* **Instructions for the task**: Gather all lines in the records below that include the word "mountain".

Task data Block Start

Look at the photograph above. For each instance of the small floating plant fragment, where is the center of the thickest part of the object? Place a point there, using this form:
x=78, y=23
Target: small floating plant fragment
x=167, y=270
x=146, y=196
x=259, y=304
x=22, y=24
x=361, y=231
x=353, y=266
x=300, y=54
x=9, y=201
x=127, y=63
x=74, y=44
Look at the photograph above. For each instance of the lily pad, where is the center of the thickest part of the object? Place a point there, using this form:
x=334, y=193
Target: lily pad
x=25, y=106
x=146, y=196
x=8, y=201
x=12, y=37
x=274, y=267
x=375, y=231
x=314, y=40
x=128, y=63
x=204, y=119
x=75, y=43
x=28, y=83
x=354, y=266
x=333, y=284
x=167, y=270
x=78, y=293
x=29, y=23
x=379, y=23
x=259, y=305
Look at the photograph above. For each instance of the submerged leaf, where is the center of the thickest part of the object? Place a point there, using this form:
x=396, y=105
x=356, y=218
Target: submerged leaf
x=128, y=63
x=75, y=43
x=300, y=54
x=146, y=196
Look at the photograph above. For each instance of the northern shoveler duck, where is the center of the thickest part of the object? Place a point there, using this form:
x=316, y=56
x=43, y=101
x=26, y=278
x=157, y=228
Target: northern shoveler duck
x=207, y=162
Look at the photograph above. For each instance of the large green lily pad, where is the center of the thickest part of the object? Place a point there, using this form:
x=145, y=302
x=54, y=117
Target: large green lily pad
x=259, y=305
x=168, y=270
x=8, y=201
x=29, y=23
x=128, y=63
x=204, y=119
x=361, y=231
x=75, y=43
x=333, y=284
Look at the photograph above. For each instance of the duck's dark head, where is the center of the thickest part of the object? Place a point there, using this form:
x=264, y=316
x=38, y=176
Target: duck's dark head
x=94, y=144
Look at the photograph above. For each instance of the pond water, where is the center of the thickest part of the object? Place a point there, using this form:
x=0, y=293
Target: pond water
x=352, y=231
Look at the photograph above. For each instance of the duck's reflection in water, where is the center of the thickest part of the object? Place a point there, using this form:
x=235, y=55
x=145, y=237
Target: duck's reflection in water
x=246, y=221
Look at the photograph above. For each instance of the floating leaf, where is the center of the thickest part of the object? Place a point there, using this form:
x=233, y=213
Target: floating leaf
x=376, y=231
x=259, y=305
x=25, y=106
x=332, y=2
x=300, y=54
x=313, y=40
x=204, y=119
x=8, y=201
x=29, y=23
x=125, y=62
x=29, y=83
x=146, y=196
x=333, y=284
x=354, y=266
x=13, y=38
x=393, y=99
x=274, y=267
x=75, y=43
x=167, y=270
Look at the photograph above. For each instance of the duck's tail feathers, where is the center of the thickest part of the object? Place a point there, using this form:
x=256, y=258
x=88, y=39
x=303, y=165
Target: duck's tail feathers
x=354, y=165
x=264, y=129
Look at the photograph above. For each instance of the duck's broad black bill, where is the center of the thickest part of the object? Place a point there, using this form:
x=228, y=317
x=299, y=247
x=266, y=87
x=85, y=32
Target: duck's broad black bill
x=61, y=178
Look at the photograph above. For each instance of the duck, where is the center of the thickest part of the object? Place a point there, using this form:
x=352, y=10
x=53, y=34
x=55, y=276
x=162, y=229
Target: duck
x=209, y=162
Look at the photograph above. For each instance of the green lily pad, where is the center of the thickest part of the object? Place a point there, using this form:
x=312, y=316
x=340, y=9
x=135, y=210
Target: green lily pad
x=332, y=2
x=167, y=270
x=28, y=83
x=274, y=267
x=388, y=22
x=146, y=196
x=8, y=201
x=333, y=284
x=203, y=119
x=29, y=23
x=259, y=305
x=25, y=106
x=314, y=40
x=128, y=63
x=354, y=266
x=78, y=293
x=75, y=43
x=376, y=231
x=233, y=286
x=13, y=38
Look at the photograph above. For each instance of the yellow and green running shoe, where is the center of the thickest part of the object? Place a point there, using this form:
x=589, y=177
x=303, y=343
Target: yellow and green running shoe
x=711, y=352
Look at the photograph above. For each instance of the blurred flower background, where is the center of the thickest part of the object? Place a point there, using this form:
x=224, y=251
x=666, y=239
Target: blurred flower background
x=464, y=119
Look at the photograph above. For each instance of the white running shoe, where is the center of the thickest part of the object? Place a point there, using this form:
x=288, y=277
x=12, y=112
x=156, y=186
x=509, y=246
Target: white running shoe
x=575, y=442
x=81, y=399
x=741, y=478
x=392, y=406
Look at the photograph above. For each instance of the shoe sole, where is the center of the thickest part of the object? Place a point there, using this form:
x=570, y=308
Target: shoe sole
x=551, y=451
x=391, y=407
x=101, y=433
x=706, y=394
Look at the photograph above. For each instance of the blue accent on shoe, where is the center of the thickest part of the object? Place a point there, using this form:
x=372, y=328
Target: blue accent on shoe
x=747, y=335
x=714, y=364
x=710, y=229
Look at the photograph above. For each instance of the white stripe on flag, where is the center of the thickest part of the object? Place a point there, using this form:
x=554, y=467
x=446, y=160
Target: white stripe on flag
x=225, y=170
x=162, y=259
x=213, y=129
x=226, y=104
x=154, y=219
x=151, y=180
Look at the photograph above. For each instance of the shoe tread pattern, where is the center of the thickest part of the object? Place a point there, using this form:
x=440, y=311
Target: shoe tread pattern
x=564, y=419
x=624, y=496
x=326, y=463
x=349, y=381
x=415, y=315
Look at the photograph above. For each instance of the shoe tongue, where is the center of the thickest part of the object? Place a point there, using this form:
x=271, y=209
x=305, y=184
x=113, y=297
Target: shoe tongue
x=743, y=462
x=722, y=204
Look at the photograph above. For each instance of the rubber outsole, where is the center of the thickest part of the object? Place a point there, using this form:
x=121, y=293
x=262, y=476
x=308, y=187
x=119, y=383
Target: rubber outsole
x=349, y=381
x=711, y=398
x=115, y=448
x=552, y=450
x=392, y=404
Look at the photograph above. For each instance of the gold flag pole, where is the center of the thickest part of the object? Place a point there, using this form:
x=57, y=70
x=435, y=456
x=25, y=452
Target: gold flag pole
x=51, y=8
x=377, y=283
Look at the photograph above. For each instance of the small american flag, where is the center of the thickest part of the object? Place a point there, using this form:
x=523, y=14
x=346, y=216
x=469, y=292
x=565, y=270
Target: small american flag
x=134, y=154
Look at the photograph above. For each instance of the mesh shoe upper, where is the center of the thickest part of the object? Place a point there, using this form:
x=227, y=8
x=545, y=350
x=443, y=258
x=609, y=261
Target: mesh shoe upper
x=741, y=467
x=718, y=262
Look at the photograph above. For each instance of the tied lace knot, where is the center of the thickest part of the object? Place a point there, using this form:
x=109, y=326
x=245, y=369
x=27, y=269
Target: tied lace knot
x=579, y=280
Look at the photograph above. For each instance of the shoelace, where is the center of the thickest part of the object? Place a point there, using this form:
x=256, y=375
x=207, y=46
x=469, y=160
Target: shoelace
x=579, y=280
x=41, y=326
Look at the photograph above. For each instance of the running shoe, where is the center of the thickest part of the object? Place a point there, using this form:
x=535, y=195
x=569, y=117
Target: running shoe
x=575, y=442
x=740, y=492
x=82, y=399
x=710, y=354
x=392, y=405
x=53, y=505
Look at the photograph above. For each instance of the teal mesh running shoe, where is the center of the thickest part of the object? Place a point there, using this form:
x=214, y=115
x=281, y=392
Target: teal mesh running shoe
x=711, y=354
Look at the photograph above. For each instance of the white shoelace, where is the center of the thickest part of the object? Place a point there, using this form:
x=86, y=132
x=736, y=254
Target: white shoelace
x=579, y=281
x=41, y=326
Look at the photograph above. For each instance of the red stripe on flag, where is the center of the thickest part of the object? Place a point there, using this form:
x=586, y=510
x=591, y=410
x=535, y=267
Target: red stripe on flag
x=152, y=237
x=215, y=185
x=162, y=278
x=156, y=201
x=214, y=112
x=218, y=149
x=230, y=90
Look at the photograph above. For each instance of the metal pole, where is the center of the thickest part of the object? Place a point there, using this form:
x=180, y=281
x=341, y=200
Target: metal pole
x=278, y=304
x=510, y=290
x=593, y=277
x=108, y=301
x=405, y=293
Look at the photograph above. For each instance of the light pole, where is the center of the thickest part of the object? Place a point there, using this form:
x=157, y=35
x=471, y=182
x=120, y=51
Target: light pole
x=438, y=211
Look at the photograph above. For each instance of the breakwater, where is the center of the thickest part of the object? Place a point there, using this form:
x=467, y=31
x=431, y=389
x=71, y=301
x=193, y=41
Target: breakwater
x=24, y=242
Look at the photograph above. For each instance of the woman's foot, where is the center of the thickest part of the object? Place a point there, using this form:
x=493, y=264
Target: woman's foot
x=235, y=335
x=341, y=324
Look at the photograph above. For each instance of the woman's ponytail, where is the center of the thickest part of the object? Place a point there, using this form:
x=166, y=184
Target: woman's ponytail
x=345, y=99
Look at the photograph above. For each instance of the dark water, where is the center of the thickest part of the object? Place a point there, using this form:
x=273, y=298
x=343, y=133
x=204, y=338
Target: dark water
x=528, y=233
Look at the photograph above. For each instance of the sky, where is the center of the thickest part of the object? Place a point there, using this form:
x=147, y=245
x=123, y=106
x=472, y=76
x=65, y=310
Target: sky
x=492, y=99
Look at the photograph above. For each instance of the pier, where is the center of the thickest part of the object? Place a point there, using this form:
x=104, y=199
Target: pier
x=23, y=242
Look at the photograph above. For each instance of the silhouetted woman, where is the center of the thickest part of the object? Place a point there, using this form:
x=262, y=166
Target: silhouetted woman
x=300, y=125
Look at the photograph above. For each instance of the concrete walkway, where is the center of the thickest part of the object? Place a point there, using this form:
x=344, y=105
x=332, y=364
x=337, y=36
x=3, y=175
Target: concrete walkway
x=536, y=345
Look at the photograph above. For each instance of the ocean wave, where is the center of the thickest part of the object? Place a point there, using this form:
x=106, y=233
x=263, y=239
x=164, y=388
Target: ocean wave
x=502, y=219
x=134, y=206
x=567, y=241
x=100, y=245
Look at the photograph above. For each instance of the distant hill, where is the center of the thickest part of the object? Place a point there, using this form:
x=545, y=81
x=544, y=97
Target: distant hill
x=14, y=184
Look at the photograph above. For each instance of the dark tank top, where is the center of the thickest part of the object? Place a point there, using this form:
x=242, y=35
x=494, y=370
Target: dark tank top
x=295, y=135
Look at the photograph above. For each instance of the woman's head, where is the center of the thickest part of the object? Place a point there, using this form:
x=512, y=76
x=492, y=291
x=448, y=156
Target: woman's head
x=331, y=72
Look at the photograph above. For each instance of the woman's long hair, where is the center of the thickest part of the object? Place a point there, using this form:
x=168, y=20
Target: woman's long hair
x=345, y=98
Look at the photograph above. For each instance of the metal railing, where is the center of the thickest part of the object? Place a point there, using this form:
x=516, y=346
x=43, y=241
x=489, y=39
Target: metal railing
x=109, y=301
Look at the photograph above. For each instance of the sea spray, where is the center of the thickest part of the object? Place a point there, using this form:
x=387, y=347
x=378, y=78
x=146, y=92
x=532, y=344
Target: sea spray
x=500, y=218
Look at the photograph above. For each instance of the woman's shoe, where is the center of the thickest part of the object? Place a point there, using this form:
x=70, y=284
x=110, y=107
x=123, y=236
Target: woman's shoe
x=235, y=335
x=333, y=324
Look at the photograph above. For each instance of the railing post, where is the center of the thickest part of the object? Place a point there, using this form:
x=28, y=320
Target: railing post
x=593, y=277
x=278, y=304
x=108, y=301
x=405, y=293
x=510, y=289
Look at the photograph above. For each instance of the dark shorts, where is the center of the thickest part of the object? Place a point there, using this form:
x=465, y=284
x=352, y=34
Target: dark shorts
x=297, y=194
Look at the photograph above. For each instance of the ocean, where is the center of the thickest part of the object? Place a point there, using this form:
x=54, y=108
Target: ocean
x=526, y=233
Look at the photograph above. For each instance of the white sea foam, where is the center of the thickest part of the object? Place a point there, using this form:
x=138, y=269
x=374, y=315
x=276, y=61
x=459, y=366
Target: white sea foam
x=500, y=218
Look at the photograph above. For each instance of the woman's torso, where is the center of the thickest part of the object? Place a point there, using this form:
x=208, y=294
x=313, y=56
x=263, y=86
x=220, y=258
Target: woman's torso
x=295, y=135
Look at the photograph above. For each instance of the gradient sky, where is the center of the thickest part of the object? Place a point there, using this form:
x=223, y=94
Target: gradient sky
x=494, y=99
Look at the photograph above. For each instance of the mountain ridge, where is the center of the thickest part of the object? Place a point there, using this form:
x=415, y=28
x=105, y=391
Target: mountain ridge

Task data Block End

* **Answer box**:
Look at the photograph above. For each instance of the mountain ridge, where is the center of the thickest part of the object? Place a point there, using this form:
Target: mountain ridge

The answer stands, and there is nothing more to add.